Convert the lines below into a JSON list of strings, with one string for each line and no blank lines. Leave out the pictures.

* Begin *

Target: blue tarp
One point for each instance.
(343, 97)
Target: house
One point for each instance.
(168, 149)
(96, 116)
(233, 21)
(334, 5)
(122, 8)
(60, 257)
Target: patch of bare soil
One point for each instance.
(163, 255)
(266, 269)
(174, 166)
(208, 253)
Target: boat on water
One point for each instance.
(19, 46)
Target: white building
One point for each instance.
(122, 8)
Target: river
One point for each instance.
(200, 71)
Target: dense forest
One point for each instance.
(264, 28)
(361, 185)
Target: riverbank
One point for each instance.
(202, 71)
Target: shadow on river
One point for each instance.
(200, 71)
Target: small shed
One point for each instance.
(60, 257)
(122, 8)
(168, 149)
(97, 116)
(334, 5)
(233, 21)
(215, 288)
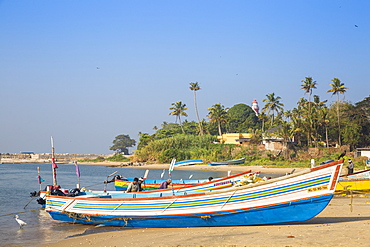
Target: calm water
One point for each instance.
(18, 180)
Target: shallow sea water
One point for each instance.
(18, 180)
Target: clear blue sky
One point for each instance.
(86, 71)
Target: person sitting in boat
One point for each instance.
(135, 186)
(113, 179)
(56, 191)
(350, 167)
(164, 184)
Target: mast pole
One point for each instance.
(54, 166)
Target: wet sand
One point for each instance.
(232, 168)
(340, 224)
(335, 226)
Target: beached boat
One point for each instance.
(188, 162)
(228, 162)
(150, 184)
(153, 184)
(358, 181)
(201, 185)
(292, 198)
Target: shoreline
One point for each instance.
(222, 168)
(336, 225)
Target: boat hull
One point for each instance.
(229, 162)
(297, 211)
(292, 198)
(353, 184)
(359, 181)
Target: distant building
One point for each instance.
(362, 152)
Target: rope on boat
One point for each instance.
(78, 216)
(20, 212)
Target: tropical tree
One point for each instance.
(241, 117)
(337, 87)
(178, 109)
(263, 118)
(273, 104)
(307, 86)
(121, 143)
(218, 114)
(285, 131)
(194, 86)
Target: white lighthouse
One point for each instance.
(255, 107)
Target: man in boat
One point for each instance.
(164, 184)
(135, 186)
(56, 191)
(350, 167)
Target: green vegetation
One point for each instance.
(114, 158)
(121, 144)
(319, 131)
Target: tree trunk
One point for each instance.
(339, 138)
(219, 128)
(196, 112)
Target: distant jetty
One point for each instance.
(30, 157)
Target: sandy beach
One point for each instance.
(232, 168)
(337, 225)
(344, 222)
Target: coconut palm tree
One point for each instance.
(178, 109)
(273, 104)
(194, 86)
(307, 86)
(337, 87)
(217, 114)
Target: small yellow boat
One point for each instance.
(359, 181)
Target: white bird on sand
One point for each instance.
(20, 222)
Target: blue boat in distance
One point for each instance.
(292, 198)
(188, 162)
(228, 162)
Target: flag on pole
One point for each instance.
(41, 180)
(38, 176)
(53, 163)
(77, 170)
(172, 165)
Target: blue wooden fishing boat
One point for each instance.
(200, 185)
(188, 162)
(228, 162)
(292, 198)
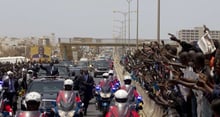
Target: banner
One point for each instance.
(41, 53)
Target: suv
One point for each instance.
(101, 66)
(47, 87)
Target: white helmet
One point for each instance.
(68, 82)
(105, 75)
(121, 94)
(33, 96)
(24, 70)
(10, 73)
(110, 72)
(30, 71)
(127, 77)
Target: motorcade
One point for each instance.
(63, 71)
(68, 105)
(48, 88)
(101, 66)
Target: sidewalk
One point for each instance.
(150, 108)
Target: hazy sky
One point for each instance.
(94, 18)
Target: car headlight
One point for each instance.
(105, 95)
(66, 114)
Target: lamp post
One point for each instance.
(125, 20)
(158, 21)
(122, 29)
(129, 16)
(137, 33)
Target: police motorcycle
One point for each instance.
(104, 95)
(69, 104)
(5, 108)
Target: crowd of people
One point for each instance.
(184, 83)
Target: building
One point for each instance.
(190, 35)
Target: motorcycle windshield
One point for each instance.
(67, 100)
(106, 88)
(28, 114)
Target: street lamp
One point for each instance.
(125, 20)
(158, 21)
(121, 28)
(137, 33)
(129, 1)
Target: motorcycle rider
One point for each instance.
(23, 82)
(103, 83)
(105, 80)
(132, 92)
(114, 79)
(121, 108)
(68, 86)
(32, 100)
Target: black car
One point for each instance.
(63, 71)
(101, 66)
(48, 88)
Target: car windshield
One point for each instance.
(76, 70)
(63, 71)
(102, 63)
(45, 86)
(83, 63)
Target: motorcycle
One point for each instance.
(104, 96)
(69, 105)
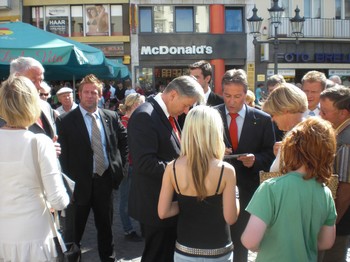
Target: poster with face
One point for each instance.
(97, 20)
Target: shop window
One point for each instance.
(163, 19)
(145, 14)
(116, 20)
(184, 19)
(38, 17)
(312, 8)
(342, 9)
(233, 19)
(202, 18)
(77, 28)
(144, 76)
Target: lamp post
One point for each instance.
(254, 23)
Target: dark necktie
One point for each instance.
(173, 124)
(312, 113)
(234, 131)
(96, 144)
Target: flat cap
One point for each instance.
(64, 90)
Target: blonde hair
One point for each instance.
(19, 102)
(91, 79)
(286, 97)
(130, 101)
(312, 144)
(315, 76)
(250, 98)
(202, 141)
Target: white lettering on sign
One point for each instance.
(177, 50)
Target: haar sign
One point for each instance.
(177, 50)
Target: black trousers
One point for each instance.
(101, 203)
(159, 243)
(240, 252)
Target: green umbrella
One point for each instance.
(62, 58)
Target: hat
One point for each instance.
(64, 90)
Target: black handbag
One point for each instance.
(73, 253)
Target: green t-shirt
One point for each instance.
(294, 211)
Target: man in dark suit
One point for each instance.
(203, 71)
(79, 160)
(255, 137)
(33, 69)
(153, 142)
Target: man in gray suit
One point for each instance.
(154, 140)
(249, 149)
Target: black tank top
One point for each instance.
(201, 224)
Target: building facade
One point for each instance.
(158, 39)
(324, 46)
(171, 35)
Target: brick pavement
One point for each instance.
(126, 251)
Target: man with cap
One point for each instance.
(65, 97)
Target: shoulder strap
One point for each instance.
(221, 173)
(37, 171)
(178, 189)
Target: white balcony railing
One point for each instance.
(316, 28)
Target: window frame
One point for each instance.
(242, 25)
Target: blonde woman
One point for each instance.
(205, 187)
(25, 233)
(293, 216)
(286, 104)
(132, 101)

* End *

### [Exercise result]
[
  "Target: blue tarp",
  "One point for each instance.",
  "(343, 97)",
  "Target: house",
  "One point for each instance.",
  "(168, 149)",
  "(96, 116)",
  "(233, 21)",
  "(334, 5)",
  "(122, 8)",
  "(60, 257)",
  "Target: patch of bare soil",
  "One point for each instance.",
  "(163, 255)",
  "(266, 269)",
  "(174, 166)",
  "(208, 253)",
  "Target: boat on water",
  "One point for each instance.",
  "(19, 46)",
  "Target: white building",
  "One point for each instance.",
  "(122, 8)",
  "Target: river",
  "One point for each instance.",
  "(200, 71)",
  "Target: dense forest",
  "One point for each instance.",
  "(264, 28)",
  "(361, 185)",
  "Target: riverbank",
  "One point for each instance.",
  "(202, 71)",
  "Target: shadow on river",
  "One point for each instance.",
  "(200, 71)",
  "Target: small shed",
  "One point for each instance.",
  "(60, 257)",
  "(122, 8)",
  "(168, 149)",
  "(97, 116)",
  "(334, 5)",
  "(233, 21)",
  "(215, 288)",
  "Target: calm water",
  "One point for each instance.",
  "(18, 180)",
  "Target: shallow sea water",
  "One point for each instance.",
  "(18, 180)",
  "Target: clear blue sky",
  "One point for each instance.",
  "(86, 71)",
  "Target: person sitting in boat",
  "One point for each instance.",
  "(135, 186)",
  "(113, 179)",
  "(56, 191)",
  "(350, 167)",
  "(164, 184)",
  "Target: mast pole",
  "One point for each instance.",
  "(54, 166)",
  "Target: wet sand",
  "One point for each instance.",
  "(232, 168)",
  "(340, 224)",
  "(335, 226)",
  "Target: beached boat",
  "One point for each instance.",
  "(188, 162)",
  "(228, 162)",
  "(150, 184)",
  "(153, 184)",
  "(358, 181)",
  "(201, 185)",
  "(292, 198)",
  "Target: shoreline",
  "One point for each instance.",
  "(222, 168)",
  "(336, 225)",
  "Target: boat hull",
  "One point for each instance.",
  "(229, 162)",
  "(297, 211)",
  "(292, 198)",
  "(353, 184)",
  "(359, 181)",
  "Target: distant building",
  "One point for each instance.",
  "(362, 152)",
  "Target: rope on boat",
  "One point for each instance.",
  "(78, 216)",
  "(20, 212)",
  "Target: tropical tree",
  "One point for each instance.",
  "(241, 117)",
  "(337, 87)",
  "(178, 109)",
  "(263, 118)",
  "(273, 104)",
  "(307, 86)",
  "(121, 143)",
  "(218, 114)",
  "(285, 131)",
  "(194, 86)",
  "Target: white lighthouse",
  "One point for each instance.",
  "(255, 107)",
  "Target: man in boat",
  "One point for each instance.",
  "(164, 184)",
  "(135, 186)",
  "(56, 191)",
  "(350, 167)",
  "Target: green vegetation",
  "One point for each instance.",
  "(114, 158)",
  "(121, 144)",
  "(319, 131)",
  "Target: tree trunk",
  "One point for each instance.",
  "(339, 138)",
  "(219, 128)",
  "(196, 112)",
  "Target: distant jetty",
  "One point for each instance.",
  "(30, 157)",
  "Target: sandy beach",
  "One point for each instance.",
  "(232, 168)",
  "(337, 225)",
  "(344, 222)",
  "Target: coconut palm tree",
  "One point for each instance.",
  "(178, 109)",
  "(273, 104)",
  "(194, 86)",
  "(307, 86)",
  "(337, 87)",
  "(217, 114)",
  "Target: small yellow boat",
  "One point for each instance.",
  "(359, 181)",
  "Target: white bird on sand",
  "One point for each instance.",
  "(20, 222)",
  "Target: blue boat in distance",
  "One point for each instance.",
  "(292, 198)",
  "(188, 162)",
  "(228, 162)",
  "Target: flag on pole",
  "One point for each instance.",
  "(41, 180)",
  "(38, 176)",
  "(53, 163)",
  "(77, 170)",
  "(172, 165)",
  "Target: blue wooden fishing boat",
  "One point for each instance.",
  "(200, 185)",
  "(188, 162)",
  "(228, 162)",
  "(292, 198)",
  "Target: banner",
  "One point for each instance.",
  "(41, 53)",
  "Target: suv",
  "One point for each instance.",
  "(101, 66)",
  "(47, 87)",
  "Target: white helmet",
  "One point for each instance.",
  "(68, 82)",
  "(105, 75)",
  "(121, 94)",
  "(33, 96)",
  "(24, 70)",
  "(10, 73)",
  "(110, 72)",
  "(30, 71)",
  "(127, 77)",
  "Target: motorcade",
  "One point for each instance.",
  "(63, 71)",
  "(68, 105)",
  "(48, 88)",
  "(101, 66)",
  "Target: sidewalk",
  "One point for each instance.",
  "(150, 108)",
  "Target: hazy sky",
  "One point for each instance.",
  "(94, 18)",
  "Target: car headlight",
  "One point for each instance.",
  "(105, 95)",
  "(66, 114)",
  "Target: lamp post",
  "One point for each instance.",
  "(125, 20)",
  "(158, 21)",
  "(122, 29)",
  "(129, 16)",
  "(137, 33)",
  "Target: police motorcycle",
  "One point for each instance.",
  "(104, 95)",
  "(69, 104)",
  "(5, 108)",
  "Target: crowd of people",
  "One point for each instance.",
  "(184, 83)",
  "Target: building",
  "One point for each instance.",
  "(190, 35)",
  "Target: motorcycle windshield",
  "One point for each instance.",
  "(67, 100)",
  "(106, 88)",
  "(28, 114)",
  "Target: street lamp",
  "One point for each instance.",
  "(125, 20)",
  "(158, 21)",
  "(121, 28)",
  "(137, 33)",
  "(129, 1)",
  "Target: motorcycle rider",
  "One point for each instance.",
  "(23, 82)",
  "(103, 83)",
  "(105, 80)",
  "(132, 92)",
  "(114, 79)",
  "(121, 108)",
  "(68, 86)",
  "(32, 100)",
  "Target: black car",
  "One point for each instance.",
  "(63, 71)",
  "(101, 66)",
  "(48, 88)",
  "Target: car windshield",
  "One point for each instance.",
  "(76, 70)",
  "(63, 71)",
  "(102, 63)",
  "(45, 86)",
  "(83, 63)",
  "Target: motorcycle",
  "One point for each instance.",
  "(104, 96)",
  "(69, 105)",
  "Target: poster with face",
  "One point for each instance.",
  "(97, 20)",
  "Target: shop window",
  "One point for each instance.",
  "(163, 19)",
  "(145, 14)",
  "(116, 20)",
  "(184, 19)",
  "(38, 17)",
  "(312, 8)",
  "(342, 9)",
  "(233, 19)",
  "(202, 18)",
  "(77, 28)",
  "(144, 76)",
  "Target: lamp post",
  "One point for each instance.",
  "(254, 23)",
  "Target: dark necktie",
  "One point for each instance.",
  "(173, 124)",
  "(312, 113)",
  "(234, 131)",
  "(96, 144)",
  "Target: flat cap",
  "One point for each instance.",
  "(64, 90)",
  "Target: blonde hair",
  "One point for each instance.",
  "(19, 102)",
  "(91, 79)",
  "(286, 97)",
  "(130, 101)",
  "(312, 144)",
  "(315, 76)",
  "(250, 98)",
  "(202, 141)",
  "Target: white lettering on sign",
  "One point for each instance.",
  "(177, 50)",
  "Target: haar sign",
  "One point for each instance.",
  "(177, 50)",
  "Target: black trousers",
  "One point for each instance.",
  "(101, 203)",
  "(159, 243)",
  "(240, 252)",
  "Target: green umbrella",
  "One point for each instance.",
  "(62, 58)",
  "Target: hat",
  "One point for each instance.",
  "(64, 90)",
  "Target: black handbag",
  "One point for each instance.",
  "(73, 253)",
  "Target: green t-shirt",
  "One point for each instance.",
  "(294, 211)",
  "Target: man in dark suit",
  "One point for each instance.",
  "(203, 71)",
  "(79, 160)",
  "(255, 137)",
  "(33, 69)",
  "(153, 142)",
  "Target: man in gray suit",
  "One point for each instance.",
  "(154, 140)",
  "(249, 149)",
  "Target: black tank top",
  "One point for each instance.",
  "(201, 224)",
  "Target: building facade",
  "One point for each instance.",
  "(158, 39)",
  "(324, 46)",
  "(171, 35)",
  "Target: brick pavement",
  "One point for each instance.",
  "(126, 251)",
  "Target: man with cap",
  "One point for each instance.",
  "(65, 97)",
  "Target: shoulder strap",
  "One point for each instance.",
  "(221, 173)",
  "(37, 171)",
  "(178, 189)",
  "Target: white balcony railing",
  "One point for each instance.",
  "(316, 28)",
  "Target: window frame",
  "One point for each instance.",
  "(242, 25)",
  "Target: blonde woman",
  "One point for each instance.",
  "(205, 187)",
  "(25, 233)",
  "(293, 216)",
  "(286, 104)",
  "(132, 101)"
]